* MATERIAL TO PROCESS *
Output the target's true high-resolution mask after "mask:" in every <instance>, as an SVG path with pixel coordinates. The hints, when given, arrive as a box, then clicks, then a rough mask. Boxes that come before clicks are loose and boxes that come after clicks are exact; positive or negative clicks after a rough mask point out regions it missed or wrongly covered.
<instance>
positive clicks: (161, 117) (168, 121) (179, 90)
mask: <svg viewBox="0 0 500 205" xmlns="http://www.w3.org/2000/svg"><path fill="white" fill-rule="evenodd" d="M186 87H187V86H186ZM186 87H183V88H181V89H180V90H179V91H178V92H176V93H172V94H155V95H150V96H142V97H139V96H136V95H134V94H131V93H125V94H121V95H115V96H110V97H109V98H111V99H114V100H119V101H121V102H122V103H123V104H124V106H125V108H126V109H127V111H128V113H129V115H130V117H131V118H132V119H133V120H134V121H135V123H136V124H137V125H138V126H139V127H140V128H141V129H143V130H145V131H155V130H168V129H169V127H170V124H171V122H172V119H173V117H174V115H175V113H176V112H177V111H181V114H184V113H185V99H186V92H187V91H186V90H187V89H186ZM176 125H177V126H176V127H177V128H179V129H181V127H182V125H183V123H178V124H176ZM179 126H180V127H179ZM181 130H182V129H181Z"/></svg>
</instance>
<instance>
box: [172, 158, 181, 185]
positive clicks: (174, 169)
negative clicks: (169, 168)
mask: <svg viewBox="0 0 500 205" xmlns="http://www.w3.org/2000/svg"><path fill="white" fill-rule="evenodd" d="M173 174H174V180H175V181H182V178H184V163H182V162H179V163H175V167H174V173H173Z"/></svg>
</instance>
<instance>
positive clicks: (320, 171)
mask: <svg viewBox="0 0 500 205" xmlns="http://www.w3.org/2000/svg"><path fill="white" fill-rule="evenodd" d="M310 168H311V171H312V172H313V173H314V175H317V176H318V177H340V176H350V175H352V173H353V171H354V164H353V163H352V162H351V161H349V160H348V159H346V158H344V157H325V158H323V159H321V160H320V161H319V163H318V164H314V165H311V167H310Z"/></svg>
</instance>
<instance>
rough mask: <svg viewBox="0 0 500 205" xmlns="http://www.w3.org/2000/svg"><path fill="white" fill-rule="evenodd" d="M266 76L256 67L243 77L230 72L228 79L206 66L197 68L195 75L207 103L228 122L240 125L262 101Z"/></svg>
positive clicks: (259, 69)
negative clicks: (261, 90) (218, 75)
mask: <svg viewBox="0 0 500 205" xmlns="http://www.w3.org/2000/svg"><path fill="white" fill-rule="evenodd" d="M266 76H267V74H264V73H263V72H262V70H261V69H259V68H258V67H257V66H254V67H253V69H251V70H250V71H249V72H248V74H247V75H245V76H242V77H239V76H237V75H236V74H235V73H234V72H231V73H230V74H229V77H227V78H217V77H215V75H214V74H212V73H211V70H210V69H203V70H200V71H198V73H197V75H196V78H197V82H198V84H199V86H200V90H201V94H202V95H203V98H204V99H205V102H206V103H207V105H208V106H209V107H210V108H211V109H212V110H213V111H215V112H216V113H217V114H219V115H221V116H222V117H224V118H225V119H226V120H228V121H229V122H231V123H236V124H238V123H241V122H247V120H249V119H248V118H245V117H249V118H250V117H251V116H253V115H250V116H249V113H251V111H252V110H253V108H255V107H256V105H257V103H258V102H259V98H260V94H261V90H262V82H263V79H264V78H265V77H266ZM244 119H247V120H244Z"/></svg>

* WHAT THE EXERCISE ASKS *
Produce the whole listing again, exactly as it reads above.

* ANSWER TO THIS EXERCISE *
Output the target's true high-resolution mask after "mask:" in every <instance>, as an SVG path with pixel coordinates. The hints, when given, arrive as a box, then clicks, then a rough mask. Boxes that come before clicks are loose and boxes that come after clicks are exact; positive or negative clicks after a rough mask point out regions it missed or wrongly covered.
<instance>
positive clicks: (161, 117) (168, 121) (179, 90)
mask: <svg viewBox="0 0 500 205" xmlns="http://www.w3.org/2000/svg"><path fill="white" fill-rule="evenodd" d="M186 87H187V86H186ZM186 87H183V88H181V89H180V90H179V91H178V92H176V93H172V94H155V95H150V96H142V97H139V96H136V95H134V94H131V93H125V94H121V95H115V96H110V97H109V98H111V99H114V100H119V101H121V102H122V103H123V104H124V106H125V108H126V109H127V111H128V113H129V115H130V117H131V118H132V119H133V120H134V121H135V123H136V124H137V125H138V126H139V127H140V128H141V129H143V130H145V131H155V130H168V129H169V127H170V124H171V122H172V119H173V117H174V115H175V113H176V112H177V111H181V114H184V113H185V99H186V92H187V91H186V90H187V89H186ZM176 125H177V126H176V127H177V128H179V129H181V127H182V125H183V123H178V124H176ZM179 126H180V127H179ZM181 130H182V129H181Z"/></svg>
</instance>
<instance>
box: [172, 158, 181, 185]
positive clicks: (174, 169)
negative clicks: (169, 168)
mask: <svg viewBox="0 0 500 205" xmlns="http://www.w3.org/2000/svg"><path fill="white" fill-rule="evenodd" d="M173 174H174V180H175V181H182V178H184V163H182V162H179V163H175V167H174V173H173Z"/></svg>
</instance>
<instance>
positive clicks: (320, 171)
mask: <svg viewBox="0 0 500 205" xmlns="http://www.w3.org/2000/svg"><path fill="white" fill-rule="evenodd" d="M310 168H311V171H312V172H313V173H314V175H317V176H318V177H340V176H350V175H352V173H353V171H354V164H353V163H352V162H351V161H349V160H348V159H346V158H344V157H325V158H323V159H321V160H320V161H319V163H318V164H314V165H311V167H310Z"/></svg>
</instance>
<instance>
rough mask: <svg viewBox="0 0 500 205" xmlns="http://www.w3.org/2000/svg"><path fill="white" fill-rule="evenodd" d="M266 76L256 67L243 77L230 72L228 79L206 66L197 68L195 75L207 103L228 122L240 125L262 101Z"/></svg>
positive clicks: (259, 69)
negative clicks: (261, 90) (218, 75)
mask: <svg viewBox="0 0 500 205" xmlns="http://www.w3.org/2000/svg"><path fill="white" fill-rule="evenodd" d="M266 76H267V74H264V73H263V72H262V70H261V69H259V68H258V67H257V66H254V67H253V69H251V70H250V71H249V72H248V74H247V75H245V76H242V77H239V76H237V75H236V74H235V73H234V72H231V73H230V74H229V77H227V78H217V77H215V75H214V74H212V73H211V70H210V69H203V70H200V71H198V73H197V75H196V78H197V82H198V84H199V86H200V90H201V94H202V95H203V98H204V99H205V102H206V103H207V105H208V106H209V107H210V108H211V109H212V110H213V111H215V112H216V113H217V114H219V115H221V116H222V117H224V118H225V119H226V120H228V121H229V122H231V123H236V124H238V123H241V122H247V120H249V119H248V118H245V117H249V118H250V117H251V116H253V115H250V116H249V113H251V111H252V110H253V108H255V107H256V105H257V103H258V102H259V98H260V94H261V90H262V82H263V79H264V78H265V77H266ZM244 119H247V120H244Z"/></svg>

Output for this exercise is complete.